**Problem to solve:**
Count the lines in the entries below that contain the string "pipe", and give only that number.

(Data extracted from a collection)
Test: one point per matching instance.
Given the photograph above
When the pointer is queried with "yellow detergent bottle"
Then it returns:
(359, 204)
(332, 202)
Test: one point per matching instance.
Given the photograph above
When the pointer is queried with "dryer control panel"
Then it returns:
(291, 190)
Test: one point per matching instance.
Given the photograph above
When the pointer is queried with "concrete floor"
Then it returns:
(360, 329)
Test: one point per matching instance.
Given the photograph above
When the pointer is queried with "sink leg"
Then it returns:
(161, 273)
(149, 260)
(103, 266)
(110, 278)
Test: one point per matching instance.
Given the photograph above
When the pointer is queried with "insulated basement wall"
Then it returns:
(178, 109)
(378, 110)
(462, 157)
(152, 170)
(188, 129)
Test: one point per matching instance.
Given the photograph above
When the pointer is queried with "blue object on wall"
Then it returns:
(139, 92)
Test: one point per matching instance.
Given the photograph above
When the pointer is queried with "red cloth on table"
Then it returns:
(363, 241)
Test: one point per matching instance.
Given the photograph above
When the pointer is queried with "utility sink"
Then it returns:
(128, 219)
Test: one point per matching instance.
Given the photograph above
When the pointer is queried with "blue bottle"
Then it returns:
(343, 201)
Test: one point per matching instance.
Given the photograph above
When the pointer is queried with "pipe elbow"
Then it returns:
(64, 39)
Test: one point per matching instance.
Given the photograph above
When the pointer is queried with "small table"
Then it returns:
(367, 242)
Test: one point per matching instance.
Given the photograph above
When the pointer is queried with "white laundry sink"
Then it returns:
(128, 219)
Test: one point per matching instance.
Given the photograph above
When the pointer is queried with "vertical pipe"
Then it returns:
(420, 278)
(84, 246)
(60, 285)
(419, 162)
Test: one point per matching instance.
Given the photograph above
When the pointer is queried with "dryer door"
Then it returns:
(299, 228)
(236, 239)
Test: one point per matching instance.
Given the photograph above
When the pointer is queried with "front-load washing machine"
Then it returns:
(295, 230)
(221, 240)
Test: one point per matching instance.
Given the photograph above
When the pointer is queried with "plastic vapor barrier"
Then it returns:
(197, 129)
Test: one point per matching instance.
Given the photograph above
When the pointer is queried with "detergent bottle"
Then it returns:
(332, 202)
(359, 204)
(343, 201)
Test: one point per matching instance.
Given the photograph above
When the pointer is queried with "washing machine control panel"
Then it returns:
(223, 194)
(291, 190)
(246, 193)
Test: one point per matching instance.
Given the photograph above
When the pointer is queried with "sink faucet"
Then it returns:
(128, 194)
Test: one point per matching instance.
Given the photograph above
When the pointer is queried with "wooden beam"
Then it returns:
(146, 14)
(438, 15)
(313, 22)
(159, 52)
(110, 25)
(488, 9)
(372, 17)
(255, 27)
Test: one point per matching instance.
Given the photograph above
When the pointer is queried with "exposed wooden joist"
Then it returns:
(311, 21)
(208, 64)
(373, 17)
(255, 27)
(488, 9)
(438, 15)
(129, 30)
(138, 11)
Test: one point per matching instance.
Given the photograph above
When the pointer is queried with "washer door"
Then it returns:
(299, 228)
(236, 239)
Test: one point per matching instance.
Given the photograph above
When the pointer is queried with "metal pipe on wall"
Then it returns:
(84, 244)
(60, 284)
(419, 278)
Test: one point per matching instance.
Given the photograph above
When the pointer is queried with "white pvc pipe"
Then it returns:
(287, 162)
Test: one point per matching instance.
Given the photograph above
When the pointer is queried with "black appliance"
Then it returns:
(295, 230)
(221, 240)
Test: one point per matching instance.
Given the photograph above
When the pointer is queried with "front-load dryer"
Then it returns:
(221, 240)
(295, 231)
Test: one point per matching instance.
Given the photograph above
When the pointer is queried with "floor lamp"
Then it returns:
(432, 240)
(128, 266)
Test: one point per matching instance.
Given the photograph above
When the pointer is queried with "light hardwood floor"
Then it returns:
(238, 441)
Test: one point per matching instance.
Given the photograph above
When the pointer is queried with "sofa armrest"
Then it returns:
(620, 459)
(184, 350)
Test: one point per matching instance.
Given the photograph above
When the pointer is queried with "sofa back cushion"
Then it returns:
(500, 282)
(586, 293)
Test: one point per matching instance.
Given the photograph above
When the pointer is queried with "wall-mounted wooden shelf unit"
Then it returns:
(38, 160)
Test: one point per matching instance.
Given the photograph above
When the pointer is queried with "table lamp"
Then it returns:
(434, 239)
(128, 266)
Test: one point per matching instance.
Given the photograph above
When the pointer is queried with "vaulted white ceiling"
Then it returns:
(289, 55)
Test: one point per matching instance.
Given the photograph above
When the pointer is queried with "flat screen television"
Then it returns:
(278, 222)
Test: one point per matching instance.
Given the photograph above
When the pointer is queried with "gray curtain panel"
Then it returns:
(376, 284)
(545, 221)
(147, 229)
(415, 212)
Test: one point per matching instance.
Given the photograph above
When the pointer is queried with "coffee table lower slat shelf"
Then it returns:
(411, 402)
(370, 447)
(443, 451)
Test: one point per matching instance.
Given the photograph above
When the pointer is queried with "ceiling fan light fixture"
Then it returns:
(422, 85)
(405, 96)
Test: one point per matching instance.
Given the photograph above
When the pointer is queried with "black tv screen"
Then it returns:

**Finished exercise:**
4